====== TEXT BLOCK ======
Flux.jl Add option to throw error on passing wrong precision floats to layers

Motivation and description

The warning about wrong precision is very helpful to point at potential performance issues

https://github.com/FluxML/Flux.jl/blob/2f19e681040516db9803111819fcfaf5b44f07eb/src/layers/stateless.jl#L60

I think that this is the correct default behavior. However, in order to find out where the problem is coming from throwing an error to produce a stacktrace would be very helpful.

Possible Implementation

There could be a Preference or global flag that allows switching errors instead of warning for wrong precision inputs. This would also be made consistent with CUDA.allowscalar.

Jun 07 '24 10:06 lassepe

This seems like a good idea.

Maybe it should literally be the same switch as CUDA.allowscalar, to avoid introducing ever more functions you have to know about? It's not exactly the same meaning, but it's likely to be used at the same time.

That function belongs to GPUArraysCore, which Flux doesn't directly load right now, but NNlib does.

Jun 11 '24 13:06 mcabbott

When you say "same switch" do you mean defining something like Flux.throw_sanity_check_errors() which flips the requested precision switch in the OP as well as turning off CUDA.allowscalar? Or do you mean if CUDA.allowscalar is false, then we throw errors for precision? If it's the latter, then that seems wrong to me since scalar indexing and floating point precision are totally unrelated.

Jun 11 '24 23:06 darsnack

I also think it makes sense to have a separate function for each of these checks. But having a Flux.enable_all_sanity_check_errors() on top of that is good for discoverability (also since the docstring of that can also point to the relevant sub-functions).

Jun 12 '24 08:06 lassepe

seems wrong to me since scalar indexing and floating point precision are totally unrelated

This was my suggestion! Float precision is a big deal on GPU and not otherwise. There are basically two modes of using it:

You just load CUDA, and most things work (but may be super-slow & give warnings). Probably you want friendly warnings from Flux too.
Or you say CUDA.allowscalar(false) and then things will either be fast, or else give an error. You do this once you have it basically working. Probably you want Flux to also tell you if you are doing anything slow?

Of course we could invent some new switch that we own to control this. But then it's one more mysterious function you have to know about. One more kind of mutable state.

Oct 26 '24 00:10 mcabbott

Note that CUDA.jl has switched the default to be disallowing scalar access.

Maybe that means using the same switch is a worse idea. So if we own a switch, what's a good name for it?

julia> using CUDA

julia> first(CUDA.randn(32))
ERROR: Scalar indexing is disallowed.
Invocation of getindex resulted in scalar indexing of a GPU array.
...

julia> CUDA.allowscalar(true)
┌ Warning: It's not recommended to use allowscalar([true]) to allow scalar indexing.
│ Instead, use `allowscalar() do end` or `@allowscalar` to denote exactly which operations can use scalar operations.
└ @ GPUArraysCore ~/.julia/packages/GPUArraysCore/GMsgk/src/GPUArraysCore.jl:188

julia> first(CUDA.randn(32))
0.37104183f0

(@v1.11) pkg> st CUDA
Status `~/.julia/environments/v1.11/Project.toml`
  [052768ef] CUDA v5.5.2

Nov 05 '24 04:11 mcabbott
======
» **SET PROBLEM 1**
Count the lines in the records that contain the string "suit", treating uppercase and lowercase as different. Reply with the number only.
====== DATA FOR THIS TASK ======
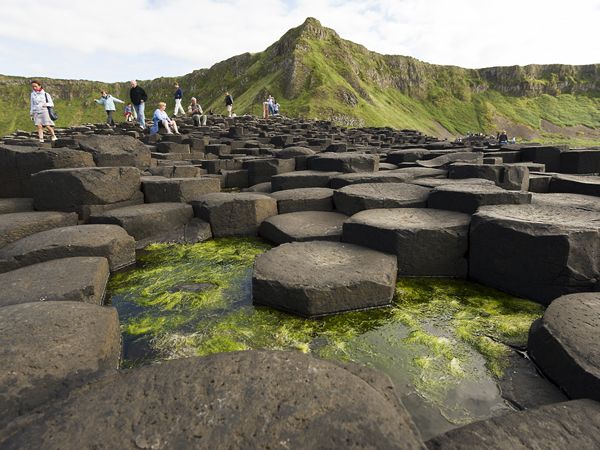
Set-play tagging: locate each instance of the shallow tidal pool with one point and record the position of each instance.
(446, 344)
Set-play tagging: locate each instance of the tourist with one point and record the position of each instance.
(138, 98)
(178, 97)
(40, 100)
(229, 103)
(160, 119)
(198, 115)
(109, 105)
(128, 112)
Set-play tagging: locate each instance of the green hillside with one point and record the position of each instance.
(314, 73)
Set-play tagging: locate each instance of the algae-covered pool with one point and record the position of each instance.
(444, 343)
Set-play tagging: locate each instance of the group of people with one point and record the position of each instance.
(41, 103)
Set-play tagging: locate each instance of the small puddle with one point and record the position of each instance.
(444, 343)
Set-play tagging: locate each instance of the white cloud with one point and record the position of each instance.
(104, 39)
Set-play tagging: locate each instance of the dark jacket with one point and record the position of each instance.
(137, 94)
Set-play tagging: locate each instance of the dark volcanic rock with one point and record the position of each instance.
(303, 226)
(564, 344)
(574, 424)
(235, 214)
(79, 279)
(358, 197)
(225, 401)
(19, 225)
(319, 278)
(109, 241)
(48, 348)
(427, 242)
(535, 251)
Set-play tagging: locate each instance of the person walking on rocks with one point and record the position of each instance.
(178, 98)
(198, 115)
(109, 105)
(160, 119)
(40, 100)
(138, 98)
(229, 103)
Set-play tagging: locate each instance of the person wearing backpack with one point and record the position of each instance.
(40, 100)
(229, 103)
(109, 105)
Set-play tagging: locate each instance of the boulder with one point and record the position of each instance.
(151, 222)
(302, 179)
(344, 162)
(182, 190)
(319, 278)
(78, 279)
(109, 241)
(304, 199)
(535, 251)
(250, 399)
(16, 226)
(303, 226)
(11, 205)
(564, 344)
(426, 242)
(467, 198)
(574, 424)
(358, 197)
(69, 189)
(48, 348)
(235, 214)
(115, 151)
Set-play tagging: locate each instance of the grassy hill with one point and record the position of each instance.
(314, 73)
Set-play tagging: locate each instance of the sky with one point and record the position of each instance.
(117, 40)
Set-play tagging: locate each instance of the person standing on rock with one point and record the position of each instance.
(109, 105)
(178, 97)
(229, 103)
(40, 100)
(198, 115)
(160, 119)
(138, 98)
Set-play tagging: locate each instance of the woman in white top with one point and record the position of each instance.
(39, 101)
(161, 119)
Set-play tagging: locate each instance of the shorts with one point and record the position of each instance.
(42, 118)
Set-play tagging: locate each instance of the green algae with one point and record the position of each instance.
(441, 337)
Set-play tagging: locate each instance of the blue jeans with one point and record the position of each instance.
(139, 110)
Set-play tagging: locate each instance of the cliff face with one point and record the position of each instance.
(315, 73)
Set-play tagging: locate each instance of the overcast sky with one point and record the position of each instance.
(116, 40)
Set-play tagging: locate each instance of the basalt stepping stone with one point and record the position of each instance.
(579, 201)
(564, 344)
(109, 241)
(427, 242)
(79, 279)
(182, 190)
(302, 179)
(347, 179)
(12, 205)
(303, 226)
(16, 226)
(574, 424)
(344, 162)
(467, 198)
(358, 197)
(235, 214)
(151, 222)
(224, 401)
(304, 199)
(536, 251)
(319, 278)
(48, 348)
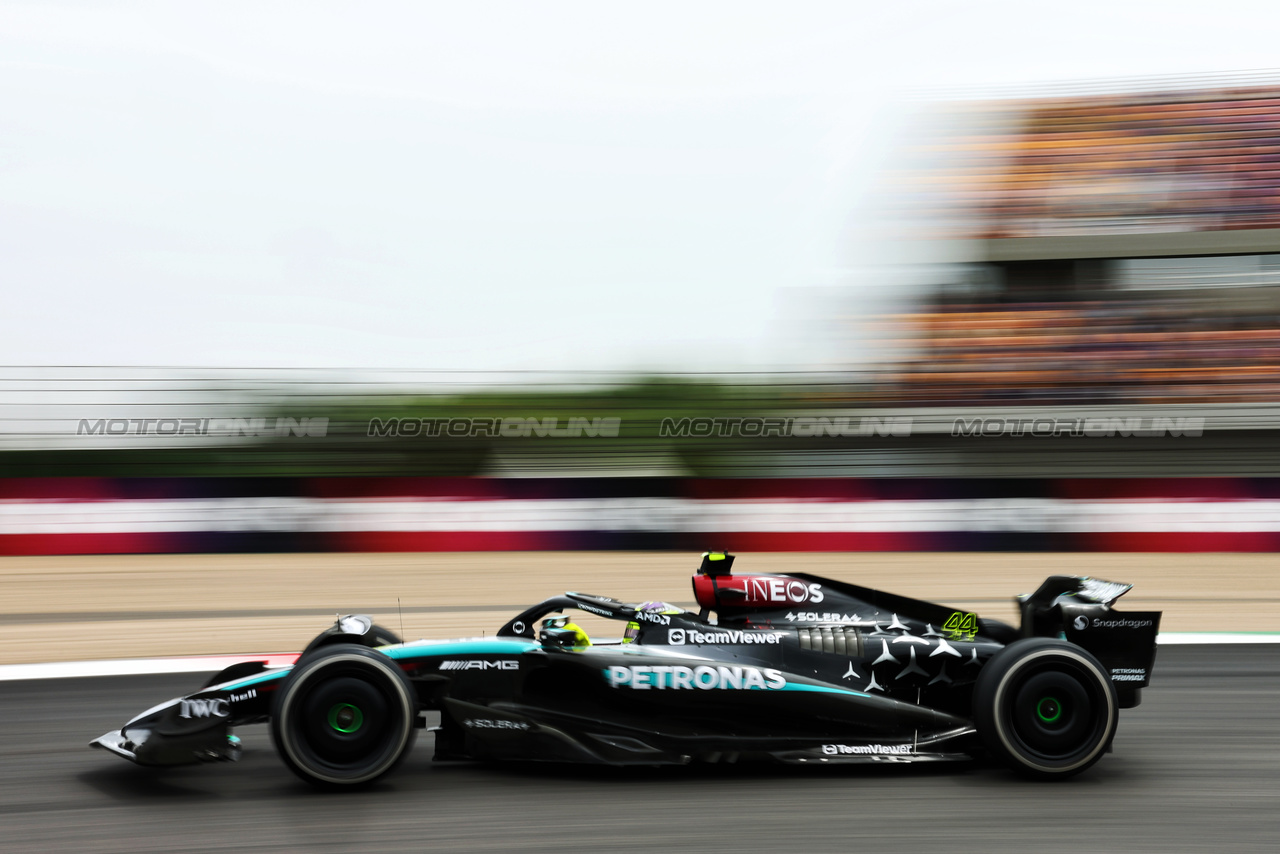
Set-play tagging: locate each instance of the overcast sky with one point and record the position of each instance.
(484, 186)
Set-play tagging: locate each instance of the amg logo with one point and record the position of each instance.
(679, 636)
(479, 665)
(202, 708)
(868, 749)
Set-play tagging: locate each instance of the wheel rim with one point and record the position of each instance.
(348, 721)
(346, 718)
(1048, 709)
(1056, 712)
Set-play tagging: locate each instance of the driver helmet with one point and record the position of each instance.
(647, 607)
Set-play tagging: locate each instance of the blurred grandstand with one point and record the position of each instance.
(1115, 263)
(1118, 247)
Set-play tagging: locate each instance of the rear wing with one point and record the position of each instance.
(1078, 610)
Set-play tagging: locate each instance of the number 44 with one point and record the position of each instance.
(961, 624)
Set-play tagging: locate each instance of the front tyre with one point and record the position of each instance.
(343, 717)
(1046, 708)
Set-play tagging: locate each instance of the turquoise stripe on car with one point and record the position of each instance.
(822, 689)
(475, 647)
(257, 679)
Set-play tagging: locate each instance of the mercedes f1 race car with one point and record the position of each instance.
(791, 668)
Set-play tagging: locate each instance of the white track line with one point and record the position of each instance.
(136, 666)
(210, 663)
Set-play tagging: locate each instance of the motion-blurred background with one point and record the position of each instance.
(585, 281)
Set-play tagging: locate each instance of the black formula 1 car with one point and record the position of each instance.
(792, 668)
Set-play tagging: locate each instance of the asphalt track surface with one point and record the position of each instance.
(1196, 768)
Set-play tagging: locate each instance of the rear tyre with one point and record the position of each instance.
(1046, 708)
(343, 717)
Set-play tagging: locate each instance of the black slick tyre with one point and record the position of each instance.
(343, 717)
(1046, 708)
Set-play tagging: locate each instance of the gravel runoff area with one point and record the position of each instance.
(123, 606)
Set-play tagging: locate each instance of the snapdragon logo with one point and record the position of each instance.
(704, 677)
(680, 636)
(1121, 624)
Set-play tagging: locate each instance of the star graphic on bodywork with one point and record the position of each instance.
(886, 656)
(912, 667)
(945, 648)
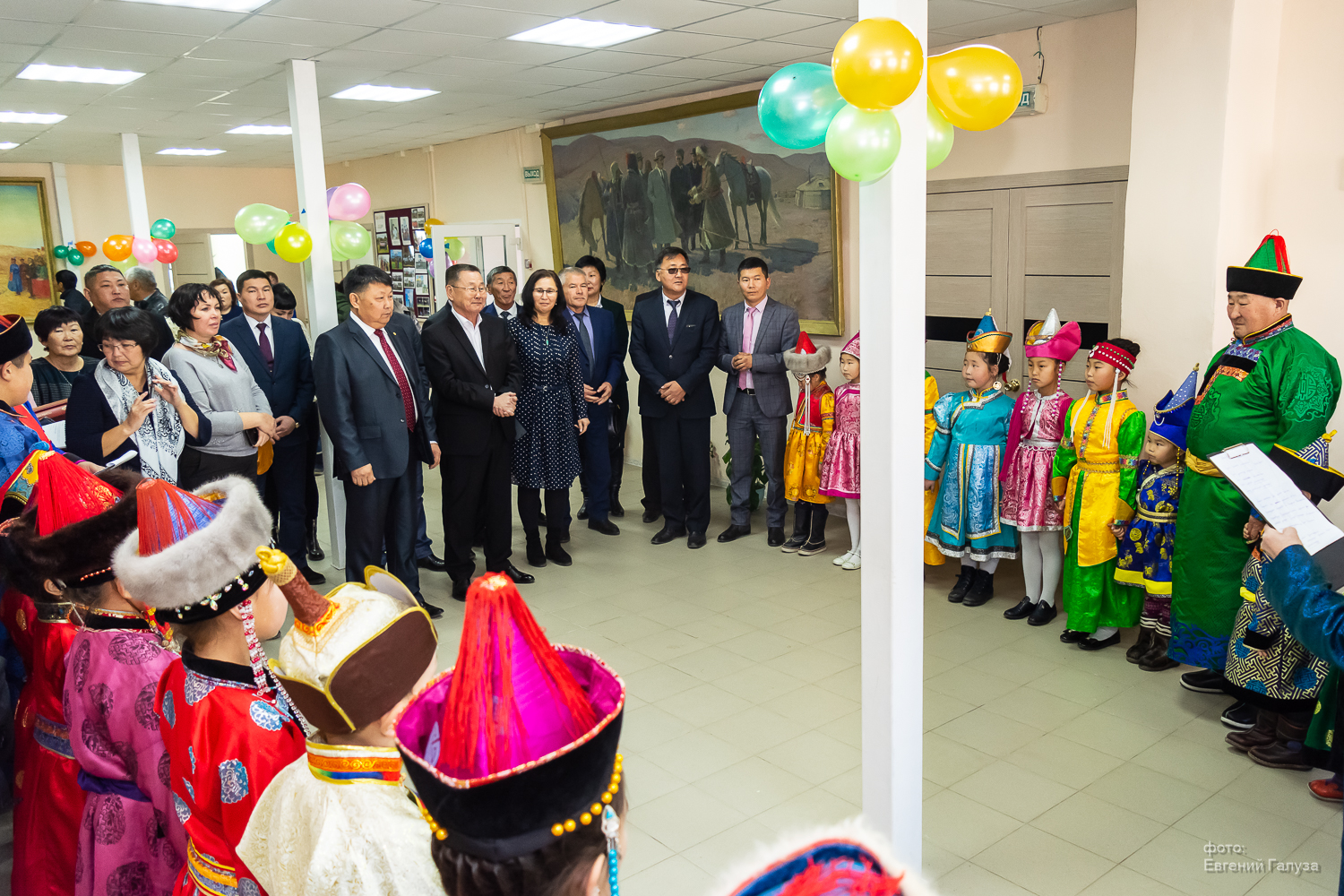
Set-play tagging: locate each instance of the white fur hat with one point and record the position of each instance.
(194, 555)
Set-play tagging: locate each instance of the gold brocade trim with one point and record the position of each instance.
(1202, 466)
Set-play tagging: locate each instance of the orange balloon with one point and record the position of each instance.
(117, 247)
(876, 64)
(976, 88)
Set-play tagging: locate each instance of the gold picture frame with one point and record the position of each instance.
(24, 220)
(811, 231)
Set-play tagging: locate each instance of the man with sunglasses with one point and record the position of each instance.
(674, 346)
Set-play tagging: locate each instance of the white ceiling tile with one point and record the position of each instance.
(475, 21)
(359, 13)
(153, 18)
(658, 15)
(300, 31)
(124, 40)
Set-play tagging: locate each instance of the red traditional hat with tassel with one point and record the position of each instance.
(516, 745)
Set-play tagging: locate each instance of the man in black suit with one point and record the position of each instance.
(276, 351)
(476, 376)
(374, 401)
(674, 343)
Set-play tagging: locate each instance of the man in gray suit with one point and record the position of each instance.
======
» **SET PROBLEM 2**
According to the Flux.jl issue thread, what default did CUDA.jl switch to?

» **RIGHT ANSWER 1**
2

» **RIGHT ANSWER 2**
Disallowing scalar access.